--- Start DATA PROVIDED ---

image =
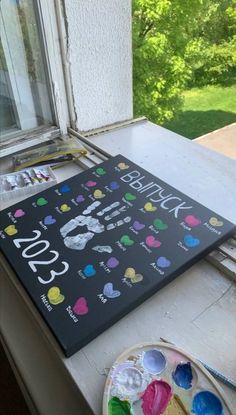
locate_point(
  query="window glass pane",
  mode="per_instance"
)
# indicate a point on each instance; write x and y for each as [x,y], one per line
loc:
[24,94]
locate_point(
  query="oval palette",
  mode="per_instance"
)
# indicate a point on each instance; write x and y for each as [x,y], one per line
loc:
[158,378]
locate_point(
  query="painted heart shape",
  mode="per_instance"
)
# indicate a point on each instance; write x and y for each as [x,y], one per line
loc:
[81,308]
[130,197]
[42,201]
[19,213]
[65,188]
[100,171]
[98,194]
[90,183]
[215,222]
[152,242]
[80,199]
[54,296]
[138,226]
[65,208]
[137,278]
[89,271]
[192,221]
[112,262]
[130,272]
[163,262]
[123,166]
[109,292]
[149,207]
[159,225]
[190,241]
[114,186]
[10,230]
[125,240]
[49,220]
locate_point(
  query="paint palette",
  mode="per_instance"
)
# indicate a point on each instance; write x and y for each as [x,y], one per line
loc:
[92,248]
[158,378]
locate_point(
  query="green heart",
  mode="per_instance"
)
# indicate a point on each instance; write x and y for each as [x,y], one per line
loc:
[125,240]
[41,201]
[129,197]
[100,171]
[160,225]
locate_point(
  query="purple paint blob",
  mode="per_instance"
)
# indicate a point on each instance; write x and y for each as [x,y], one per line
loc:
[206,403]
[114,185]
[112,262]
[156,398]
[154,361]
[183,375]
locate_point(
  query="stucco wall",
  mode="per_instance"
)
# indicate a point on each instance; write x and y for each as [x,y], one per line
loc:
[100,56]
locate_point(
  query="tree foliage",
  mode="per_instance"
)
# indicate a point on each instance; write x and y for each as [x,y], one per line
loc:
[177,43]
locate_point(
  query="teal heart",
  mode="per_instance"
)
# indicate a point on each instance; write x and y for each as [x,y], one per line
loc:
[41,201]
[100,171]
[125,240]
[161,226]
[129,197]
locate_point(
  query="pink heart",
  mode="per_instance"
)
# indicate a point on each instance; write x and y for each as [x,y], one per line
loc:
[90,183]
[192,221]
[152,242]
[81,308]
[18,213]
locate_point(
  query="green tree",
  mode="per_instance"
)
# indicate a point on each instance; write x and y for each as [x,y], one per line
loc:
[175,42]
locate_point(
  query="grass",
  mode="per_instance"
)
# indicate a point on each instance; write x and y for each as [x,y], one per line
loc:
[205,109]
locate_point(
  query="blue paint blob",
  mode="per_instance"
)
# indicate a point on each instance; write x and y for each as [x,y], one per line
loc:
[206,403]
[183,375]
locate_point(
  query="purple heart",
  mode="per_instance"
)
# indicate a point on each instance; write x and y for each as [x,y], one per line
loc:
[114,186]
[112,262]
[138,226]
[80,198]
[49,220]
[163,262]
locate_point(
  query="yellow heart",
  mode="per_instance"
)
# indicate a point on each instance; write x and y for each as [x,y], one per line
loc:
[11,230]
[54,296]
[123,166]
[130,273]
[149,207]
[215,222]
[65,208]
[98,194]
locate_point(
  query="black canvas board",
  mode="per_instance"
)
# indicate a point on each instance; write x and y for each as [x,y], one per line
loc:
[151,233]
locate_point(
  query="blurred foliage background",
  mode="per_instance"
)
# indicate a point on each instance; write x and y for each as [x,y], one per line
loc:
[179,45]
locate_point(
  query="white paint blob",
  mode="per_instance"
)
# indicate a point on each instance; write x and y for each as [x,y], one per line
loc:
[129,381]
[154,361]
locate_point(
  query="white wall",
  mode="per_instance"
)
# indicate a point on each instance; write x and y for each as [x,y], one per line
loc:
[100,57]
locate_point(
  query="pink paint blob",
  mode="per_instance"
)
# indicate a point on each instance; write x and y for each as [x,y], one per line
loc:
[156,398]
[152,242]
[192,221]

--- End DATA PROVIDED ---
--- Start DATA PROVIDED ---

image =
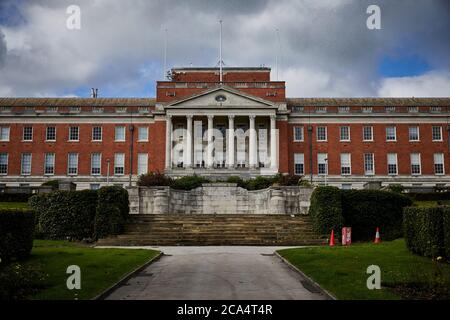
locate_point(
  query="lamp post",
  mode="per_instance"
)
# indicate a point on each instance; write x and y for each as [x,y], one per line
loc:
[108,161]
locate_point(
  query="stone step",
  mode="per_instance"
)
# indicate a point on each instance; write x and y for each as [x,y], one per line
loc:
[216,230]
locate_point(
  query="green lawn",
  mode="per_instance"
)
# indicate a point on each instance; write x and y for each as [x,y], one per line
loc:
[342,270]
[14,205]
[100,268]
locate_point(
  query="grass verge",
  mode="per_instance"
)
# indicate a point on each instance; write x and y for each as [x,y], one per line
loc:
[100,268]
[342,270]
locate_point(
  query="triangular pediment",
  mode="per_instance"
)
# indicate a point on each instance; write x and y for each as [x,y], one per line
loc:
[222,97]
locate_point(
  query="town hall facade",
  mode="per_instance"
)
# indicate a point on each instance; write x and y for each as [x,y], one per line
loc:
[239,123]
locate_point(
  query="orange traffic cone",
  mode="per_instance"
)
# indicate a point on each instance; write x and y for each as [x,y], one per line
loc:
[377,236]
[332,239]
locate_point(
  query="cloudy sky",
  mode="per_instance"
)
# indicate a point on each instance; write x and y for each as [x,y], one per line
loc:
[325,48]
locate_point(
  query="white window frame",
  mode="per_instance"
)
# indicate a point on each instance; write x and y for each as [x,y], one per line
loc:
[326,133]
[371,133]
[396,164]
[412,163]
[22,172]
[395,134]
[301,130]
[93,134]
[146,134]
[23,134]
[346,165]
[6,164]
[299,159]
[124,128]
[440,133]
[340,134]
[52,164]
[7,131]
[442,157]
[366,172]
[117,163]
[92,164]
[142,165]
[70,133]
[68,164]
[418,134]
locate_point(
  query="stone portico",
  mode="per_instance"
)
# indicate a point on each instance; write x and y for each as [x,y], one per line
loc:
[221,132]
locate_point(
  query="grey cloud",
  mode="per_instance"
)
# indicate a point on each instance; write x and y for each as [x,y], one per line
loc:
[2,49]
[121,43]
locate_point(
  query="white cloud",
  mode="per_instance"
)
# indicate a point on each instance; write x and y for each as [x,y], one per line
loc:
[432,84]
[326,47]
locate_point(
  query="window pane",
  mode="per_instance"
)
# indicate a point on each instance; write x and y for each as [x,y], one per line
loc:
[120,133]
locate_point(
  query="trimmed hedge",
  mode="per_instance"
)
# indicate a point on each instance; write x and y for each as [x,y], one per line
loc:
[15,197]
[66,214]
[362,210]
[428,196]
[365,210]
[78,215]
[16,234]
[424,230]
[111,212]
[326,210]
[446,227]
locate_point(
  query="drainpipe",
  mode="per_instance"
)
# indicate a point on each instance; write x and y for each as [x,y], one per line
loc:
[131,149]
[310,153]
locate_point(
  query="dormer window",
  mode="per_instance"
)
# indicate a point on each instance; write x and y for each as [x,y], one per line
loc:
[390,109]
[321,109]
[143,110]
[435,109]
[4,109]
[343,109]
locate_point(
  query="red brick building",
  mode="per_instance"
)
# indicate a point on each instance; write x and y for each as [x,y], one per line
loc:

--- End DATA PROVIDED ---
--- Start DATA PROVIDED ---

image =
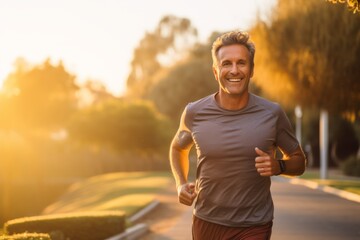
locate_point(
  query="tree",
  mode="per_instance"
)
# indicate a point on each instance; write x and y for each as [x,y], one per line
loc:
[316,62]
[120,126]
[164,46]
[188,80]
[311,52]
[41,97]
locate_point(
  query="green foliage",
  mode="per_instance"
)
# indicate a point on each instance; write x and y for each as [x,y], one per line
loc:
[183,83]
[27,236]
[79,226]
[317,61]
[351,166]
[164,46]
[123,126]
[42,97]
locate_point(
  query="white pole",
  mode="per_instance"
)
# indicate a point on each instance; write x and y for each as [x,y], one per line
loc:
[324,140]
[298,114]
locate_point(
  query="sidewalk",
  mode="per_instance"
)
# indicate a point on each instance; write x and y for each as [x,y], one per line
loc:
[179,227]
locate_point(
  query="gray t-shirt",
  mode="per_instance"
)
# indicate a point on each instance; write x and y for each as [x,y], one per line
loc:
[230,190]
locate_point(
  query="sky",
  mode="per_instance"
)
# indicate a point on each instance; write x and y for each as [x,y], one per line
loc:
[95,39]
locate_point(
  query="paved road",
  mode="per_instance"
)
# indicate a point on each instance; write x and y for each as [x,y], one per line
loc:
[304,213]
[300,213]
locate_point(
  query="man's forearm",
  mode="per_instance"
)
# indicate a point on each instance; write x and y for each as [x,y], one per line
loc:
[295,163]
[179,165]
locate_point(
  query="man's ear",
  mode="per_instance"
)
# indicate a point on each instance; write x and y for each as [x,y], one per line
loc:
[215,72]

--- End DATA PROVIDED ---

* **STATED GOAL**: Pull out every line of the items above that contains the string "blob", matching case exactly.

* **RESULT OF THIS EXERCISE**:
  query="purple paint blob",
  query="blue paint blob",
  query="white paint blob",
  query="pink paint blob",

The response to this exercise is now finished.